● **DESCRIPTION OF THE TASK**:
Reproduce the records below word for word, including every line.
══ MATERIAL TO PROCESS ══
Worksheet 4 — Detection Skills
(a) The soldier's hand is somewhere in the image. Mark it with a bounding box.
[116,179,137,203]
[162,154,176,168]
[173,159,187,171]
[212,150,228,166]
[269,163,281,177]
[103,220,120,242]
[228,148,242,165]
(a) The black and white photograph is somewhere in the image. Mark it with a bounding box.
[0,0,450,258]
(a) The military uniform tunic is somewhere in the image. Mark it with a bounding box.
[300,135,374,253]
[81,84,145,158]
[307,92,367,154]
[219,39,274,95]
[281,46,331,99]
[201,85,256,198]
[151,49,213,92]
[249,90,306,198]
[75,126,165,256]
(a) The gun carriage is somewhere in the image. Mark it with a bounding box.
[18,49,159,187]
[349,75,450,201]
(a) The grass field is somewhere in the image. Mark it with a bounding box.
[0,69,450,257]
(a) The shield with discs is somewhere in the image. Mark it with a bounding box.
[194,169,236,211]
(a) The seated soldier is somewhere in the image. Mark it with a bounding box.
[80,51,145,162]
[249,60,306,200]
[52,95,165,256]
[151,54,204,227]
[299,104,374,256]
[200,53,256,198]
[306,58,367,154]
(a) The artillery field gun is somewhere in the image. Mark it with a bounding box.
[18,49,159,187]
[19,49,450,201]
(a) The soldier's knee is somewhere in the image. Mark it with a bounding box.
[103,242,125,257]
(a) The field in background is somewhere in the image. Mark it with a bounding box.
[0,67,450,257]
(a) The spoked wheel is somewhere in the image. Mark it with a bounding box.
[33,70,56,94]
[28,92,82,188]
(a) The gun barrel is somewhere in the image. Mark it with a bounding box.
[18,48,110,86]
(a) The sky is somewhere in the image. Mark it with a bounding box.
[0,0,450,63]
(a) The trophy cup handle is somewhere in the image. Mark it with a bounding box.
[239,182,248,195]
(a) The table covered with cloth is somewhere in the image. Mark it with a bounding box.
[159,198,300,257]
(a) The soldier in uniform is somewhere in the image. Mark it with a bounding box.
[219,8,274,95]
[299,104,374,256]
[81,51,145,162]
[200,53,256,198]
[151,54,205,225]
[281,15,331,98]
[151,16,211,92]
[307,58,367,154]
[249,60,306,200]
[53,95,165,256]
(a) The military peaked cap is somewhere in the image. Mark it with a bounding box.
═══
● **EXERCISE OUTPUT**:
Worksheet 4 — Detection Skills
(a) The soldier's hand is somewhere in the image. Mark it with a bounding box.
[116,179,137,203]
[162,154,176,168]
[173,159,187,171]
[212,150,228,166]
[269,163,281,177]
[103,220,120,242]
[228,148,242,165]
(a) The black and white photograph is somewhere in the image. Mark it with a bounding box.
[0,0,450,258]
(a) The military uniform tunic is somewhere in the image. Mark it with a bounding box.
[300,135,374,253]
[81,84,145,158]
[307,92,367,154]
[219,39,274,95]
[281,46,331,99]
[201,85,256,198]
[151,49,213,92]
[249,90,306,198]
[75,126,165,256]
(a) The gun carriage is somewhere in the image. Mark it with a bounding box.
[18,49,159,187]
[349,75,450,201]
(a) The grass field is somewhere in the image. Mark it with a bounding box.
[0,69,450,257]
(a) The shield with discs is somewhere in the image. Mark it with a bounding box.
[194,169,236,211]
(a) The seated soldier is somewhere in the image. Mark it with a bounding box.
[80,51,145,162]
[249,60,306,200]
[52,95,165,256]
[151,54,204,227]
[299,104,374,256]
[200,53,256,198]
[306,58,367,154]
(a) The artillery field gun is somewhere in the image. Mark it with a bounding box.
[18,49,159,187]
[19,49,450,201]
(a) The soldier's knee is somewhere in the image. Mark it with a bounding box.
[103,242,125,257]
(a) The field in background is somewhere in the image. Mark it with a bounding box.
[0,67,450,257]
(a) The spoked wheel is somewhere in the image. Mark it with a bounding box.
[33,70,56,94]
[28,92,82,188]
(a) The gun barrel is somewhere in the image. Mark it with a bounding box.
[18,48,110,86]
(a) The sky is somewhere in the image. Mark it with a bounding box.
[0,0,450,63]
(a) The trophy cup handle is somewhere in the image. Mark it with a bounding box.
[239,182,248,195]
(a) The table covered with cloth is somewhere in the image. Mark it with a bounding box.
[159,198,300,257]
(a) The soldier in uniform is somewhere in the image. Mark it with a bounding box.
[219,8,274,95]
[299,104,374,256]
[81,51,145,162]
[200,53,256,198]
[151,54,205,225]
[281,15,331,98]
[151,16,211,92]
[307,58,367,154]
[249,60,306,200]
[53,95,165,256]
(a) The military peaked cap is somewhere in the image. Mark it with a bounding box.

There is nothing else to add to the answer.